## DATA FOR ANALYSIS
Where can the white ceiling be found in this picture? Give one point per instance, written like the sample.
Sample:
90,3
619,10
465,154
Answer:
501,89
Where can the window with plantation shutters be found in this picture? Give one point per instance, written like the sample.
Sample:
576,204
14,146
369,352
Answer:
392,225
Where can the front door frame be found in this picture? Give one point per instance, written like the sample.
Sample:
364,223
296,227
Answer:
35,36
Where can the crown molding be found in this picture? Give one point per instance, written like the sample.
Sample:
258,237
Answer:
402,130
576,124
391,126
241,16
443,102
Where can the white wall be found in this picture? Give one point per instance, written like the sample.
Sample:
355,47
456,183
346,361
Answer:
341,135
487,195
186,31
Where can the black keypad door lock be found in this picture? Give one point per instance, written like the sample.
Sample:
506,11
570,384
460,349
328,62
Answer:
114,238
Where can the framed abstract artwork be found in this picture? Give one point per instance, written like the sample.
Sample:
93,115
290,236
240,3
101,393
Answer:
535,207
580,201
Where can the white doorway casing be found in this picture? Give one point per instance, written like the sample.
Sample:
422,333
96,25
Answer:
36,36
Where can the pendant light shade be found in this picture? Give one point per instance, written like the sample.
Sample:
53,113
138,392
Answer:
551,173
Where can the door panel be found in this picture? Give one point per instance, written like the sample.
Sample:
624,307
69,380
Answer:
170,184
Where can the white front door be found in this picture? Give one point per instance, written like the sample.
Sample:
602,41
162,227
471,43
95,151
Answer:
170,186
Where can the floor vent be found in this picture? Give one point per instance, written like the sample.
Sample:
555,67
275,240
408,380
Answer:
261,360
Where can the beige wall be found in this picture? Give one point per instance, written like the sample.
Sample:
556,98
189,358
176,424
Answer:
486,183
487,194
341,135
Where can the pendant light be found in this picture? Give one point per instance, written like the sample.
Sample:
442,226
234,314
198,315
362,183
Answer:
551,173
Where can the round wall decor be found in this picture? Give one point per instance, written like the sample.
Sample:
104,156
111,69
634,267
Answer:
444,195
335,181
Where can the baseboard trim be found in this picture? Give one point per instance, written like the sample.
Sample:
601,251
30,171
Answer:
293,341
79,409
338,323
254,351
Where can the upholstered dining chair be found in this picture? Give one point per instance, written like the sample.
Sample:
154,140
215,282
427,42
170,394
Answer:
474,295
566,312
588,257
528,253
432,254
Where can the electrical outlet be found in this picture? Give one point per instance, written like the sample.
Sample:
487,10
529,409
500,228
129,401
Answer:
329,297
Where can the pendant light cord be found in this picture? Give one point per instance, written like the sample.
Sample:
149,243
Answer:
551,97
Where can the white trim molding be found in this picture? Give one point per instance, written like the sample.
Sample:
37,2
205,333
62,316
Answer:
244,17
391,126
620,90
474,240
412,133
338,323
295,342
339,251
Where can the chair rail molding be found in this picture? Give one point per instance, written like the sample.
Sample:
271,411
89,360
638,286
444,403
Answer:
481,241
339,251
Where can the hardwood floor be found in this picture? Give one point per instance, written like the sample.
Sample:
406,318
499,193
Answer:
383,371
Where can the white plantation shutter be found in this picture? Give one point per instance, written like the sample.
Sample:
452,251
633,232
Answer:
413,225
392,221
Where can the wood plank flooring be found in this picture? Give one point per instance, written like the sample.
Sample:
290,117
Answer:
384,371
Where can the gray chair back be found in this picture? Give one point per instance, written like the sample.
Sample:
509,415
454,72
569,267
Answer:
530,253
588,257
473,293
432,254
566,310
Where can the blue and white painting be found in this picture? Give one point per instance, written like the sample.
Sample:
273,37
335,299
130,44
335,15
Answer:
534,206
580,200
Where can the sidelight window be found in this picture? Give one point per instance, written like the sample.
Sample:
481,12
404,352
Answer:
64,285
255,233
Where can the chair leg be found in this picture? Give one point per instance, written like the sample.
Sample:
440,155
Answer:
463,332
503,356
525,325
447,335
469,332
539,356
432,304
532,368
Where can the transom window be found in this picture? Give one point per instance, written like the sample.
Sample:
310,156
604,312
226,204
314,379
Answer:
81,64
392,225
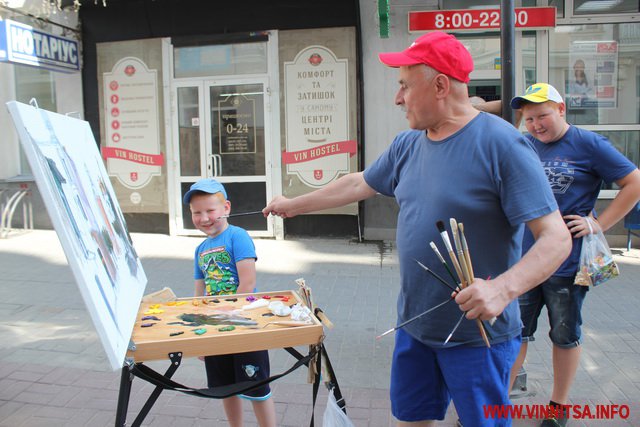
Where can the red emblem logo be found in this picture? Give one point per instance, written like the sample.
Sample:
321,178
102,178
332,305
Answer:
315,59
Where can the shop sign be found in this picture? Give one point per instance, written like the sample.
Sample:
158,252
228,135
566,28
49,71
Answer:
22,44
480,19
317,117
132,135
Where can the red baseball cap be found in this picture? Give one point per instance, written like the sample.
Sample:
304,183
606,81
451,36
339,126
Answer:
438,50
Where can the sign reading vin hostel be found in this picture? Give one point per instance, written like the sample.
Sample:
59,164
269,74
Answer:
22,44
317,117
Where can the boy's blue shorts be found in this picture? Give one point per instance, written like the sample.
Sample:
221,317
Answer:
233,368
424,380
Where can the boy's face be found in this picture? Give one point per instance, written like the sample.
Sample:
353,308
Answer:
206,210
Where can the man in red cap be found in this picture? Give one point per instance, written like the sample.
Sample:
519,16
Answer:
455,162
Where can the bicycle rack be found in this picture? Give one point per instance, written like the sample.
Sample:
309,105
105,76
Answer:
8,209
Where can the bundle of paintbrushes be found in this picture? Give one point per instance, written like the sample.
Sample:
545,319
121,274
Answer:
464,271
305,295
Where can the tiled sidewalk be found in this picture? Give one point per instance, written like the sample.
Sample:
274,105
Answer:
53,371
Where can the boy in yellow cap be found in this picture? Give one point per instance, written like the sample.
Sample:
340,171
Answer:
576,162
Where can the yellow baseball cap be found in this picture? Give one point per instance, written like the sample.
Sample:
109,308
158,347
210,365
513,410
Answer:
537,93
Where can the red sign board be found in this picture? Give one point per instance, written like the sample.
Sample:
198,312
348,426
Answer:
480,19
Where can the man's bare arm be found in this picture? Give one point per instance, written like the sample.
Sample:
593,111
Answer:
347,189
487,299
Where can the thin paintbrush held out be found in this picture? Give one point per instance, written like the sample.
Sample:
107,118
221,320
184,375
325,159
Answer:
444,263
241,214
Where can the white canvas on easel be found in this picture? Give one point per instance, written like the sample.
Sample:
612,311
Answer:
77,192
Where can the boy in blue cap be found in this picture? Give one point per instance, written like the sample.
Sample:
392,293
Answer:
576,162
225,265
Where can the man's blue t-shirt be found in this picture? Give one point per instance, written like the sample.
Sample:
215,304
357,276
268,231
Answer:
576,165
487,177
216,258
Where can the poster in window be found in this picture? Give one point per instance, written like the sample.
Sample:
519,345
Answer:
593,75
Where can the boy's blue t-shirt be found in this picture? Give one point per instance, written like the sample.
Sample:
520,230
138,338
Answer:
576,166
487,177
216,258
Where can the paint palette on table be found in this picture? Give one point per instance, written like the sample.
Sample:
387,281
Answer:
175,331
84,210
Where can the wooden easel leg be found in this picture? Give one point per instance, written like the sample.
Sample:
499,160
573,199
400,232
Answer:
176,359
126,378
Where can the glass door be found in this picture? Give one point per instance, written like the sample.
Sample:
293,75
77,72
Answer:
221,129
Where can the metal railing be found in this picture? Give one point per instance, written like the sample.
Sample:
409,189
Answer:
9,202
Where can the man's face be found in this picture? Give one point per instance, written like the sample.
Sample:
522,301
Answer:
415,95
545,121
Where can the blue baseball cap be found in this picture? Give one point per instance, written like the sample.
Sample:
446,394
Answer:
207,185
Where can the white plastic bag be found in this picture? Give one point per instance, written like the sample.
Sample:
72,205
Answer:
596,260
333,415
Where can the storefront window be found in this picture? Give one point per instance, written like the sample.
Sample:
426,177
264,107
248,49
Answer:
596,68
220,60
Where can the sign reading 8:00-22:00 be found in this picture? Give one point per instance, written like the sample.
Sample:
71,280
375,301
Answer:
480,19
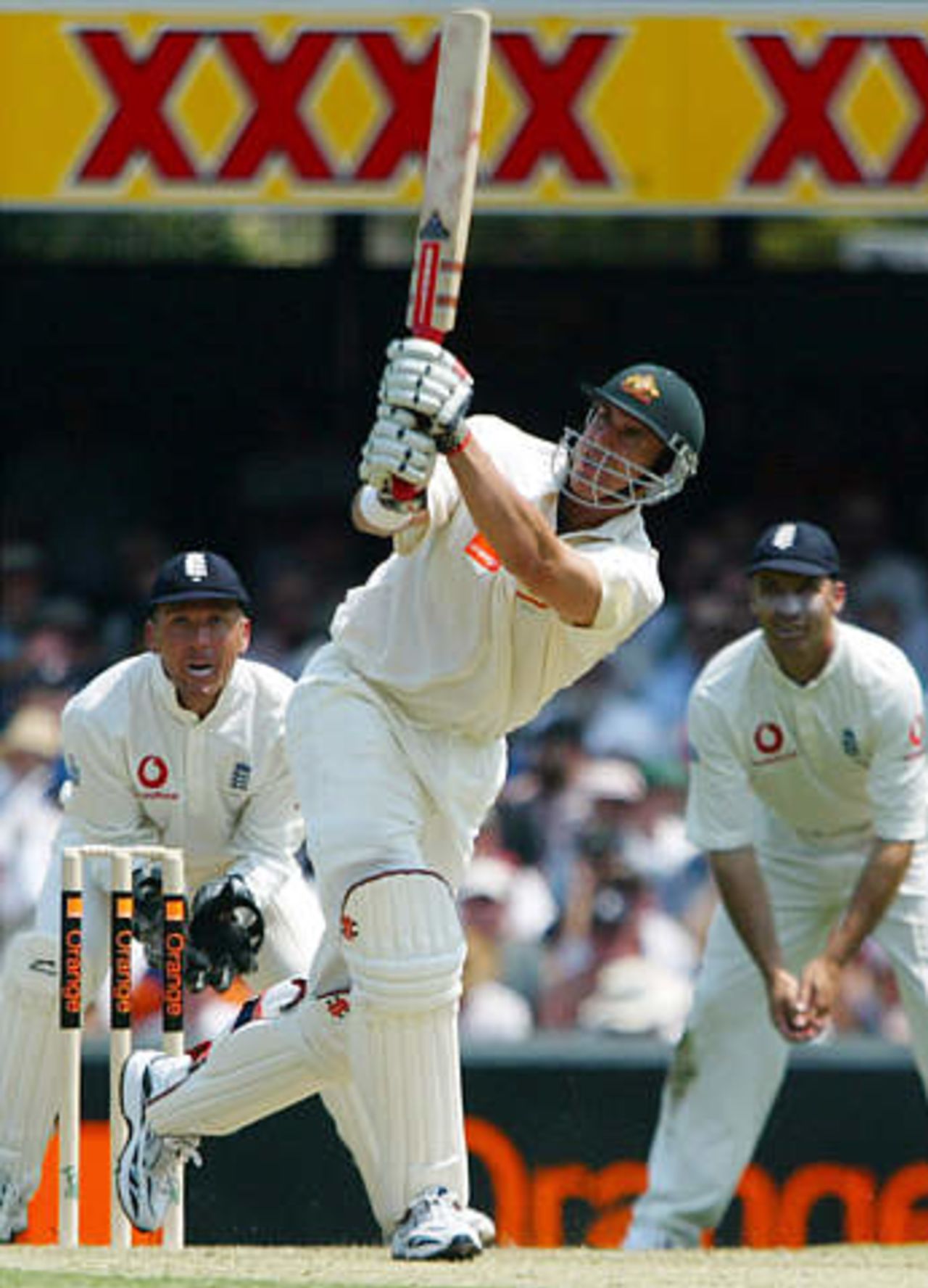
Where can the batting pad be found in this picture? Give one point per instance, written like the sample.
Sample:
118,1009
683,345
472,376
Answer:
405,947
277,1057
30,1057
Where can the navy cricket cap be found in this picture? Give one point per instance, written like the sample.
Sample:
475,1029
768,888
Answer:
197,574
801,548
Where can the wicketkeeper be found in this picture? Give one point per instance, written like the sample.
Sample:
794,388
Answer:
182,746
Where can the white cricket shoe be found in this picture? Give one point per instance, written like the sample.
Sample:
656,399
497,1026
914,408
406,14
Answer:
483,1225
435,1228
13,1218
147,1163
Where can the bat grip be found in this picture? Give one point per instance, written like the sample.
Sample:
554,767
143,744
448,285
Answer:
402,491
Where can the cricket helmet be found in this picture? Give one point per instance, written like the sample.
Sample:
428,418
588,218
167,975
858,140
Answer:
664,402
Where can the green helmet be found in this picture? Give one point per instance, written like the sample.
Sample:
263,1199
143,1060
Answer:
664,402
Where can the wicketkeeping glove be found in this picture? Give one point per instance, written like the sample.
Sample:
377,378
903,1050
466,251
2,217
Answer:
225,934
149,914
431,383
397,448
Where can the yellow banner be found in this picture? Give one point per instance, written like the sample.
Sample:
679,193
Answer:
760,110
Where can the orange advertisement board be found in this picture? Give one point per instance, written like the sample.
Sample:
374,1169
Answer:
766,109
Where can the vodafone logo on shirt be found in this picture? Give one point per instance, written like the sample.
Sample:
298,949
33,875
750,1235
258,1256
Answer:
916,737
768,738
152,775
768,741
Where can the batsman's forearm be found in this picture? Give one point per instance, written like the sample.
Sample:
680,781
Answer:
877,888
515,529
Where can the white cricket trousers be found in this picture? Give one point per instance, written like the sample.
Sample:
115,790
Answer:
378,793
730,1062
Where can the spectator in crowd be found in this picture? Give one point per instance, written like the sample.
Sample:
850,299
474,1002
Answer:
613,912
491,1007
30,816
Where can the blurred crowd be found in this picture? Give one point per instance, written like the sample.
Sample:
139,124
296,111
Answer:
584,906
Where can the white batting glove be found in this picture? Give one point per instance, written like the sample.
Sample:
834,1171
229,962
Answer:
397,448
431,383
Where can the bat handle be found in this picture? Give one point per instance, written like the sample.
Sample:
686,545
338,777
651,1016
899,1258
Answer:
399,488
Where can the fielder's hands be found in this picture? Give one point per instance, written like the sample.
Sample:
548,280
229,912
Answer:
227,930
430,383
788,1009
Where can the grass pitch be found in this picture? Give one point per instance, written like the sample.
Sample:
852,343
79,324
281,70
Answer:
848,1265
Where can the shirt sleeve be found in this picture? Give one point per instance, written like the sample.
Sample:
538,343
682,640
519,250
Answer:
444,496
269,831
98,800
631,589
720,806
898,782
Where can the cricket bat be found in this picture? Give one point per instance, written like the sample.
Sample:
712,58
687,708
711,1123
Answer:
450,181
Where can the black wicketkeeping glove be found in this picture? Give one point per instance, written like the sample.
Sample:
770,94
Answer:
149,915
225,934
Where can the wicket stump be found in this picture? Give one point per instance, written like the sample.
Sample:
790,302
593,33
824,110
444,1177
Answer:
71,1019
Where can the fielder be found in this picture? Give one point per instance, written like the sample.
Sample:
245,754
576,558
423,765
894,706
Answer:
518,564
182,746
808,793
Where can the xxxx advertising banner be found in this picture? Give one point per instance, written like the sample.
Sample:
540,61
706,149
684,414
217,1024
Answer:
806,109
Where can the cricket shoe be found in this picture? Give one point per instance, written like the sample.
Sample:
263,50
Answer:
149,1163
483,1225
13,1218
435,1229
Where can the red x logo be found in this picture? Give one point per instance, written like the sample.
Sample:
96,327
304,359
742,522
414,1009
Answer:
139,86
411,86
806,89
276,86
551,126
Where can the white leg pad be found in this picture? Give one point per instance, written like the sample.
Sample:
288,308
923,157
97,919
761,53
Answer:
30,1057
405,949
286,1046
353,1122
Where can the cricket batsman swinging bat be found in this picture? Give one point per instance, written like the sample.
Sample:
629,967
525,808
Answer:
450,179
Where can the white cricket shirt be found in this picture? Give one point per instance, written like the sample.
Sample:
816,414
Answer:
451,635
144,770
830,763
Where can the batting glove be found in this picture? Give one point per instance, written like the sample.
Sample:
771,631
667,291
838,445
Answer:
397,448
431,383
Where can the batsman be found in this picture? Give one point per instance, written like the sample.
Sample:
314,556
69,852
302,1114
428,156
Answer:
516,564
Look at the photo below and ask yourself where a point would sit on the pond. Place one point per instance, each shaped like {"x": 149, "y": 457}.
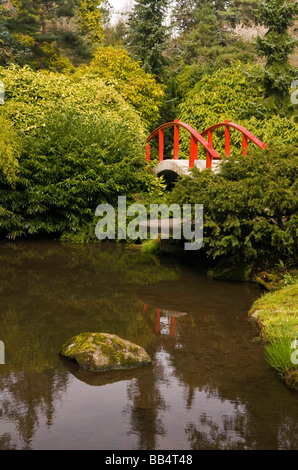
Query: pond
{"x": 209, "y": 386}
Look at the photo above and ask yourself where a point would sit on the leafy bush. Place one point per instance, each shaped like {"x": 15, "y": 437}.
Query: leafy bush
{"x": 83, "y": 145}
{"x": 137, "y": 87}
{"x": 234, "y": 93}
{"x": 9, "y": 151}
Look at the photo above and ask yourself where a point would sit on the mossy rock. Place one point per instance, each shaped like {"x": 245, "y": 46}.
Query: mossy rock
{"x": 100, "y": 352}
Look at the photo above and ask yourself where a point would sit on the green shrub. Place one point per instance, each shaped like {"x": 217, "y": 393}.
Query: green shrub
{"x": 83, "y": 145}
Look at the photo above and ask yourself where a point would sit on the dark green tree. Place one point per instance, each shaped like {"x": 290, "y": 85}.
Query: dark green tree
{"x": 147, "y": 35}
{"x": 277, "y": 45}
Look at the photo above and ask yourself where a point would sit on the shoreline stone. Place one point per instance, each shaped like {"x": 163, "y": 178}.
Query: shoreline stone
{"x": 99, "y": 352}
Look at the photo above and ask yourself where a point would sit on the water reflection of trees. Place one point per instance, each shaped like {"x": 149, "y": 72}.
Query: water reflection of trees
{"x": 25, "y": 399}
{"x": 50, "y": 292}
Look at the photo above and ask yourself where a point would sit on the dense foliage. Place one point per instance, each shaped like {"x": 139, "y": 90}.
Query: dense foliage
{"x": 82, "y": 145}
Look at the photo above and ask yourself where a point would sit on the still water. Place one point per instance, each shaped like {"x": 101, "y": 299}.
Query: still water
{"x": 209, "y": 386}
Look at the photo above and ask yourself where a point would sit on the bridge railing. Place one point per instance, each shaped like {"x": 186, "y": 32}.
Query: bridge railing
{"x": 246, "y": 135}
{"x": 196, "y": 138}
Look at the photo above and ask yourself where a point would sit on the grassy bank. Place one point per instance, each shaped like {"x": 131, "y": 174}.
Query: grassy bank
{"x": 276, "y": 316}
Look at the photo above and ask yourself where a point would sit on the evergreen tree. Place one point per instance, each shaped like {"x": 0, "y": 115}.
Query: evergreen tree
{"x": 147, "y": 34}
{"x": 89, "y": 15}
{"x": 277, "y": 45}
{"x": 49, "y": 35}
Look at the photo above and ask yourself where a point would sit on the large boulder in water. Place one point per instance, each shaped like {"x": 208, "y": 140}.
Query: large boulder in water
{"x": 99, "y": 352}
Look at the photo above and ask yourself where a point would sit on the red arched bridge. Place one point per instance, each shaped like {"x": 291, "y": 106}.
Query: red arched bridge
{"x": 182, "y": 166}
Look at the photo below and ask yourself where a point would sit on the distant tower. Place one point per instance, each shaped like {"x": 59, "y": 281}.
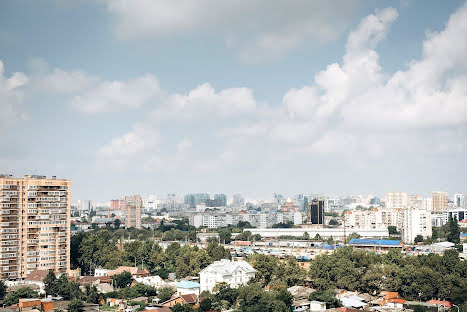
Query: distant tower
{"x": 316, "y": 211}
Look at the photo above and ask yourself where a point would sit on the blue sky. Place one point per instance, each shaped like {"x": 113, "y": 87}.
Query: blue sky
{"x": 227, "y": 96}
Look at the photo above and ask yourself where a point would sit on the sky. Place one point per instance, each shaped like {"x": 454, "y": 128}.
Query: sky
{"x": 235, "y": 96}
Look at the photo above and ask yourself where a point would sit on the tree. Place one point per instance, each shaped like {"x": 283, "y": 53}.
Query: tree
{"x": 453, "y": 230}
{"x": 76, "y": 305}
{"x": 305, "y": 203}
{"x": 165, "y": 293}
{"x": 418, "y": 239}
{"x": 92, "y": 295}
{"x": 265, "y": 266}
{"x": 333, "y": 222}
{"x": 205, "y": 304}
{"x": 14, "y": 296}
{"x": 352, "y": 236}
{"x": 3, "y": 289}
{"x": 328, "y": 296}
{"x": 434, "y": 233}
{"x": 225, "y": 235}
{"x": 50, "y": 283}
{"x": 392, "y": 230}
{"x": 122, "y": 280}
{"x": 217, "y": 252}
{"x": 182, "y": 308}
{"x": 290, "y": 272}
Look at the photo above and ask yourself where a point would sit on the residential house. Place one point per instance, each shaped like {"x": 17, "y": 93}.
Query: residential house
{"x": 188, "y": 287}
{"x": 234, "y": 273}
{"x": 303, "y": 305}
{"x": 190, "y": 299}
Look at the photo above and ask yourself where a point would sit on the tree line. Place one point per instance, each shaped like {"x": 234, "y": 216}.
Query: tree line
{"x": 421, "y": 277}
{"x": 96, "y": 249}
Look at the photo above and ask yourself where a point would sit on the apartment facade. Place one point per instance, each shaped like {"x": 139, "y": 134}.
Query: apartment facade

## WHAT THE TASK ASKS
Only the lines with the string "apartment" are wanted; pick them out of the records above and copy them.

## TASK RESULT
Look at the photo above and ask yourself where a point would sit on the apartment facade. Place one point per instance, each shaped like {"x": 139, "y": 134}.
Query: apartment facade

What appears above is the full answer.